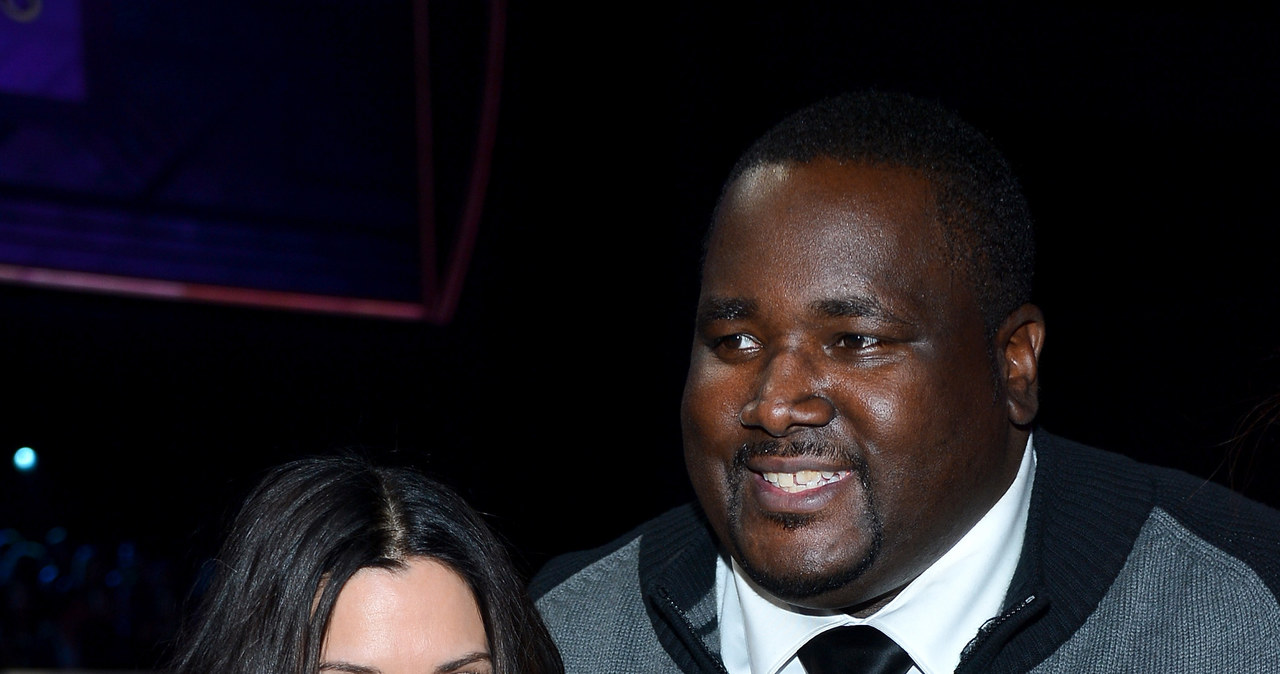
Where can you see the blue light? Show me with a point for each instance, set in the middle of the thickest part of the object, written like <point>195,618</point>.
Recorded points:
<point>24,459</point>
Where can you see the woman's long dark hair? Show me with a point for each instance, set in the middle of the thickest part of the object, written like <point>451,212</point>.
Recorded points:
<point>307,527</point>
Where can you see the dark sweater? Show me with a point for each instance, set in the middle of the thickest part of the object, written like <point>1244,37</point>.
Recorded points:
<point>1125,568</point>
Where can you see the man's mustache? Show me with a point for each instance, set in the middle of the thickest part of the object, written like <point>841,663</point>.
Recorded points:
<point>813,448</point>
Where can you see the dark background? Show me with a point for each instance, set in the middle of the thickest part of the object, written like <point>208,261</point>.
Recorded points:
<point>1147,140</point>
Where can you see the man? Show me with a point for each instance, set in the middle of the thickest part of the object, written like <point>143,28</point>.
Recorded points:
<point>859,430</point>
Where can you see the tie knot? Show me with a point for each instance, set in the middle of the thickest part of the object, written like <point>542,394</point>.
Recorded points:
<point>854,650</point>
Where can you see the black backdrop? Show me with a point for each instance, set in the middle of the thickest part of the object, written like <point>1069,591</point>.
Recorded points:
<point>1146,137</point>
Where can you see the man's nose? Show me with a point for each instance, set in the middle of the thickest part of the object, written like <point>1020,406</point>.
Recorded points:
<point>787,397</point>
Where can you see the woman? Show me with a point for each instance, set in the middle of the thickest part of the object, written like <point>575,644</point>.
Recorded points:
<point>334,564</point>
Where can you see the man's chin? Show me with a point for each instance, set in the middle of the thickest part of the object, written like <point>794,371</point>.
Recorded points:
<point>809,587</point>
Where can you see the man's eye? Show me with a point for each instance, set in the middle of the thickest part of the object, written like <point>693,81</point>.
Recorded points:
<point>856,342</point>
<point>737,342</point>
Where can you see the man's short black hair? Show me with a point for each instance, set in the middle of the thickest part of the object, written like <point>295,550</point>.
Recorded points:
<point>979,202</point>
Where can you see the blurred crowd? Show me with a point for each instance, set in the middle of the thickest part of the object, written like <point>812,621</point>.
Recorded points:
<point>77,604</point>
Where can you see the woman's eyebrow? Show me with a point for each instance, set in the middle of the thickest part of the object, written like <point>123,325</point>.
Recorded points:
<point>348,668</point>
<point>470,659</point>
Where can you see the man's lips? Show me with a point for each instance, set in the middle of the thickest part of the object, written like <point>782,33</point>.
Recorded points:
<point>800,481</point>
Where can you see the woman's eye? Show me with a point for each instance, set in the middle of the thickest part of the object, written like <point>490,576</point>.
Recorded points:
<point>856,342</point>
<point>737,342</point>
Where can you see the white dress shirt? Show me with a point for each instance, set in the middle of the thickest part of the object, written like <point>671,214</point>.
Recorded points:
<point>932,618</point>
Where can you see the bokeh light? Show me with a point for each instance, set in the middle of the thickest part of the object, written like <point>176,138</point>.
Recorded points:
<point>24,459</point>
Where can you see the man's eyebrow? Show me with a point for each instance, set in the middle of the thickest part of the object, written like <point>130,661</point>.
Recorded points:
<point>721,308</point>
<point>854,307</point>
<point>479,656</point>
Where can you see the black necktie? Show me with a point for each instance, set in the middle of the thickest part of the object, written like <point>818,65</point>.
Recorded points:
<point>854,650</point>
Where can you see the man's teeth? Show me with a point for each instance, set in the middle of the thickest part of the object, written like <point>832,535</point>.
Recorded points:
<point>804,480</point>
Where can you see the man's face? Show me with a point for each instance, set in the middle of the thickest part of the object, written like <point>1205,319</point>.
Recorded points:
<point>841,418</point>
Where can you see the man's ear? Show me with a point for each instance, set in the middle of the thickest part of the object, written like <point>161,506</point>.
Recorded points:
<point>1019,340</point>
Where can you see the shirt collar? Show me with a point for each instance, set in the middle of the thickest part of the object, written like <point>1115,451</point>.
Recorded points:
<point>932,618</point>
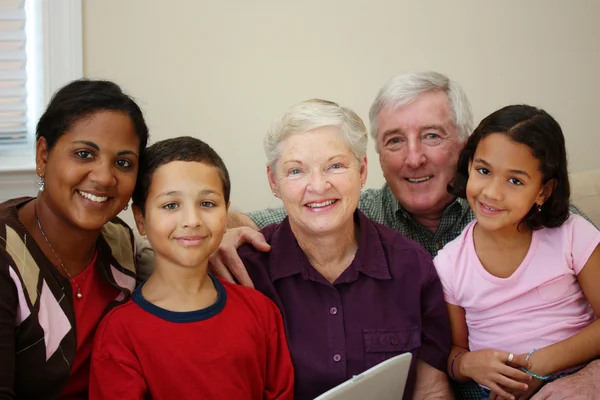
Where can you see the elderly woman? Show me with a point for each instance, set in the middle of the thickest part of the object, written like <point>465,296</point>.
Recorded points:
<point>341,281</point>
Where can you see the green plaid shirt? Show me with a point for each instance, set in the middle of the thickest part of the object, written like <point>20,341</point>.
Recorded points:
<point>381,206</point>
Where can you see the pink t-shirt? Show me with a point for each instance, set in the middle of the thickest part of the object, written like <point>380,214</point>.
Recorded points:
<point>540,304</point>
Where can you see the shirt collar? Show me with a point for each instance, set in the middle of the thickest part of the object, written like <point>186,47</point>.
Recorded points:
<point>459,205</point>
<point>287,258</point>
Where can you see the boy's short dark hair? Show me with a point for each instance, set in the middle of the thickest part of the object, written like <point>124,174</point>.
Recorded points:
<point>82,98</point>
<point>536,129</point>
<point>184,148</point>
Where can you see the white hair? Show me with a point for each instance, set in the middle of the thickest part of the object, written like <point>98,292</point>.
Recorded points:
<point>313,114</point>
<point>402,89</point>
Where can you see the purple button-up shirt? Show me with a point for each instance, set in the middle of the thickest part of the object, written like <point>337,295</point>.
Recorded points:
<point>387,302</point>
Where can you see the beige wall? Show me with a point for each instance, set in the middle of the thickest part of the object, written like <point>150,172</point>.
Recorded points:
<point>222,71</point>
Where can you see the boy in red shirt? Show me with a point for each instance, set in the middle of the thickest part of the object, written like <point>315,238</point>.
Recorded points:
<point>185,334</point>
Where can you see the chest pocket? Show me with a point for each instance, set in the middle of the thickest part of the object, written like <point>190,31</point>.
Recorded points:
<point>381,344</point>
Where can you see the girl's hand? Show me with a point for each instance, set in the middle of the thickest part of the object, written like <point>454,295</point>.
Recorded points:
<point>490,368</point>
<point>534,386</point>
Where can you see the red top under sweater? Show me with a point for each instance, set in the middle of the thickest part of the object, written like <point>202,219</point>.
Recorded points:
<point>234,349</point>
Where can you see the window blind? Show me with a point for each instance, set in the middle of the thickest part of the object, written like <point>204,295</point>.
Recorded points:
<point>13,73</point>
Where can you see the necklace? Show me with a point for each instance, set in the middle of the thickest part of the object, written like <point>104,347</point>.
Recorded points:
<point>79,295</point>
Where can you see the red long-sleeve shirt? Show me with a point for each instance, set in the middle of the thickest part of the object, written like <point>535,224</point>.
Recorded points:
<point>234,349</point>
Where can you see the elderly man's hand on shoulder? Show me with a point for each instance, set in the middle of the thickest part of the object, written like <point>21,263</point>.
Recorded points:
<point>431,383</point>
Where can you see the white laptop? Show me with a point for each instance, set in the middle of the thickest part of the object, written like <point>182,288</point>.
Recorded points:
<point>384,381</point>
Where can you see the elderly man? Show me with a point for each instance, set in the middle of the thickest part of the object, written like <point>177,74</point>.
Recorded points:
<point>419,122</point>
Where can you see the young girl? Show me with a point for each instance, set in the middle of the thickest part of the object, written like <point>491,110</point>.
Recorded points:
<point>519,279</point>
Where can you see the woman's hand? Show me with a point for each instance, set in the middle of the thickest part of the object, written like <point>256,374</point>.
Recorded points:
<point>225,262</point>
<point>491,368</point>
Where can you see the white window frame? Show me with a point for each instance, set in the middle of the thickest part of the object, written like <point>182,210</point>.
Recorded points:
<point>61,47</point>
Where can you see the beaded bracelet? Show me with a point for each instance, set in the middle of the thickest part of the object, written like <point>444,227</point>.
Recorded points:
<point>540,377</point>
<point>452,364</point>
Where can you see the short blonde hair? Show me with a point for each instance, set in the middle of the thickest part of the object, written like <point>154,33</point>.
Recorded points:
<point>313,114</point>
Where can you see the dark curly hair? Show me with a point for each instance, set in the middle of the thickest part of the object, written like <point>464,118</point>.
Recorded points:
<point>80,99</point>
<point>536,129</point>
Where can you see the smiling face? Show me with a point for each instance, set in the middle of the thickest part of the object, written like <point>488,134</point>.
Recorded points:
<point>91,171</point>
<point>185,215</point>
<point>418,151</point>
<point>318,178</point>
<point>504,183</point>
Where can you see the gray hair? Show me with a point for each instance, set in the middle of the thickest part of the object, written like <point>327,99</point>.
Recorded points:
<point>402,89</point>
<point>313,114</point>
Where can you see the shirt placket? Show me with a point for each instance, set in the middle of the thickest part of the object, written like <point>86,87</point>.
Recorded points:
<point>337,335</point>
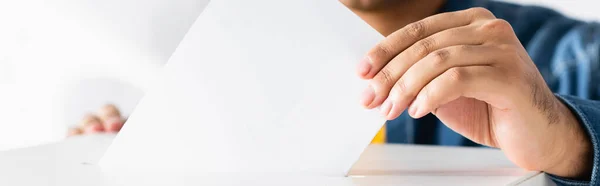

● ● ●

* [WHAT TO WORK ON]:
Reproduce the data from its beginning through the line containing "<point>1147,140</point>", inclusive, increasing every coordinate in the recorded points by 8 and leaving the requests and their sample coordinates unchanged. Leave the pictures out.

* [REPLY TO THE EXERCISE]:
Where can you see the blue light? Show me with a point for each instance, set in the middle of the thickest part of the object, written like <point>195,618</point>.
Recorded points:
<point>32,467</point>
Where can you see the woman's long dark hair? Show me with a point for each instance, set in the middle of the thickest part of the object, written like <point>451,212</point>.
Recorded points:
<point>315,535</point>
Where can you see the dark sweater? Show me with a point for each instance, set in the middle of the thickest part of the object, written like <point>1244,37</point>.
Recorded points:
<point>1133,576</point>
Where can you see the man's mustache? Show me with a point for each instance, set in the middle of the thickest part of the object, written like <point>841,663</point>.
Recorded points:
<point>821,456</point>
Where can you see the dark background? Show me with a point for each instance, set in the middle of the thickest part of the object, written like <point>208,261</point>.
Recorded points:
<point>1155,148</point>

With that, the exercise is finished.